— begin —
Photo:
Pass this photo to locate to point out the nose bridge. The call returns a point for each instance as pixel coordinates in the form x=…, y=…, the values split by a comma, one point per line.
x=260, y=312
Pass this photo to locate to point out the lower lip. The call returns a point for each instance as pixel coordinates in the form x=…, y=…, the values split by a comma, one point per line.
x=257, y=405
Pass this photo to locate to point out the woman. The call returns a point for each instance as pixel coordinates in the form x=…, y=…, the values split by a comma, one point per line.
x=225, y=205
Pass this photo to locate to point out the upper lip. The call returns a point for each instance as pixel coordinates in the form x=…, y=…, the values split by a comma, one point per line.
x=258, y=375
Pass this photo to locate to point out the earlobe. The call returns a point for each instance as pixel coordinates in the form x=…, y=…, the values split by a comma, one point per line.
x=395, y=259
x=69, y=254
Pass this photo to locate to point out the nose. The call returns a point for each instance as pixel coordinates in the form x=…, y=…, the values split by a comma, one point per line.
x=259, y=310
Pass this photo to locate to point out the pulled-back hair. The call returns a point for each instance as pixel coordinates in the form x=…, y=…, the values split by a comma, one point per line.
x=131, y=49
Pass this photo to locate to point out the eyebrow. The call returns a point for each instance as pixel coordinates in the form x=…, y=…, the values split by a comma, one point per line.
— end —
- Prompt -
Reproduce the material word for word, starting with its opening line and continuing through the line that contains "x=131, y=49". Include both of those lines and nothing beyond them.

- Answer to this task -
Photo:
Pass this photo to locate to point out the nose bridge. The call returns a point for each instance as pixel coordinates in the form x=…, y=…, the values split by a comma, one point per line.
x=260, y=312
Pass this photo to locate to point out the lower lip. The call returns a point for each instance as pixel coordinates in the form x=…, y=…, the values split by a comma, one point per line.
x=257, y=405
Pass this photo to locate to point out the woman. The call returns a point for each instance as pixel coordinates in the form x=…, y=…, the values split by a comma, one point per line.
x=225, y=205
Pass this photo to locate to point out the upper lip. The call returns a point for each instance as pixel coordinates in the form x=…, y=…, the values split by a comma, one point per line.
x=258, y=375
Pass this photo to locate to point out the earlobe. The call returns a point for each instance as pixel coordinates in the form x=…, y=…, the values split by a comma, one point per line.
x=395, y=259
x=69, y=254
Pass this photo to locate to point out the nose. The call returns a point for each instance as pixel coordinates in the form x=…, y=…, the values split by a comma, one point per line.
x=259, y=310
Pass this photo to locate to point out the pulled-back hair. The call returns a point for each instance as pixel coordinates in the form x=…, y=…, the values split by a comma, one point per line.
x=131, y=49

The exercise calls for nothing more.